◆ **VOS TÂCHES**
1 - D'après le texte sur la danse et les arts plastiques, combien de choses Nicolas de Saint-Hubert juge-t-il nécessaires pour faire un beau ballet ?
2 - Dans le texte sur la danse et les arts plastiques, pourquoi Saint-Hubert parle-t-il de « composer » un ballet et non de le « chorégraphier » ?
3 - Poursuivez le texte sur la danse et les arts plastiques après sa dernière phrase.

Dans son livre De la manière de composer et faire réussir les ballets (1641), Nicolas de Saint-Hubert précise : « Pour faire un beau ballet, il y a six choses nécessaires : savoir le sujet, les airs, la danse, les habits, les machines et l’ordre, desquelles choses je dirai mon sentiment. » XX

On remarque l’utilisation du terme « composer » et non « chorégraphier », un terme qui n’existe pas encore, et on note l’absence totale de mention du peintre ou du plasticien. On pourrait alors objecter que la préoccupation plastique allait naître avec la conscience de l’art de chorégraphier.
Mais, outre que, sans en savoir le mot, les « composeurs » étaient déjà de réels chorégraphes, il faut souligner l’absence complète des plasticiens dans l’histoire longue de la danse.


Danse et arts plastiques : chacun son territoire

À l’exception des plus éminents spécialistes, qui se souvient du nom de Ciceri, l’éminent créateur des décors de Giselle (1841) ? Pourtant Pierre-Luc-Charles Ciceri, peintre d’une réelle maîtrise, témoigne dans sa composition pour Giselle d’une véritable compréhension dramaturgique du ballet de Perrot-Coralli et du livret de Gautier, tandis que sa fréquentation de Daguerre lui permettait de maîtriser toutes les avancées techniques de l’usage de la lumière de son époque. Son travail plastique constitue une véritable clef de compréhension de ce chef-d’œuvre de l’art romantique de la danse... Et qui s’en soucie? XX

Pour cruel, le constat n’en est pas moins certain, la danse pouvait se poser la question de la musique ou de l’espace, se préoccuper du sujet et du poète, mais elle ne se souciait guère des arts plastiques.

[Extraits d'un jeu de données sur le pointage d'objets]
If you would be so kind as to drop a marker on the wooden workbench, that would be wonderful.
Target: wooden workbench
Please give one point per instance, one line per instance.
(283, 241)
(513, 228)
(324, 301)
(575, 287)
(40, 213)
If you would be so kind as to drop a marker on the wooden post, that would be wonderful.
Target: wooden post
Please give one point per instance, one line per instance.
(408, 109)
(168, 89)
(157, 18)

◆ **RÉSULTATS FINAUX**
1 - Six : le sujet, les airs, la danse, les habits, les machines et l'ordre.

2 - Il emploie « composer » parce que le terme « chorégraphier » n'existe pas encore à son époque.

3 -
En regard, les arts plastiques se satisfaisaient au mieux de n’avoir avec la danse qu’une relation utilitaire et, au pire, aucune relation du tout. La grande majorité des oeuvres plastiques consacrées à la danse que nous connaissons avant le XXe siècle relèvent de deux catégories principales : d’une part, des oeuvres relatives aux décors et costumes (cartons, esquisses, etc.), d’autre part, des portraits de figures remarquables.
Il peut s’agir de grandes personnalités de l’époque, ainsi le Portrait de la Camargo par Lancret XX, ou de la danse comme élément du pittoresque, telle la Danse champêtre de Watteau. La chose est donc beaucoup plus tranchée qu’en musique – car sur ce point le débat continue – : les arts plastiques vont très bien dans leur domaine et la danse dans le sien sans qu’il soit besoin d’interroger les uns par l’autre et réciproquement.



Le moment de basculement

Et quelque chose change. En 1912 par exemple, l’album de 27 pastels que Jules Grandjouan consacre à Isadora Duncan. Son collègue André Dunoyer de Segonzac avait fait de même en 1910, consacrant un autre de ses albums à Shéhérazade, que venait de donner les Ballets russes. Et puis il y a Rodin, et Bourdelle, et Kupka, et... Force est de constater que quelque chose d’essentiel a changé dans la relation entre les plasticiens et la danse.

Pour mesurer l’enjeu, l’amateur peut revenir à Forain. Louis Henri Forain (dit Jean-Louis Forain 1852-1931), aujourd’hui mésestimé, fut proche des mouvements d’avant-garde et tient une place singulière dans l’histoire de l’iconographie de la chose chorégraphique.

Celui que Toulouse-Lautrec reconnaissait comme son seul maître avec Degas était l’une des figures marquantes du mouvement impressionniste. Proche de Verlaine et de Rimbaud, caricaturiste fameux, il devint une personnalité du Tout-Paris. Il donna dans le dessin nauséeux mais de talent (il créa avec Caran d’Ache le journal Psst... !, ouvertement antisémite).
Il peut être considéré comme le successeur de Degas, mais plutôt orienté vers une morale froufroutante, croquant par le trou du voyeur la danseuse en grande négociation...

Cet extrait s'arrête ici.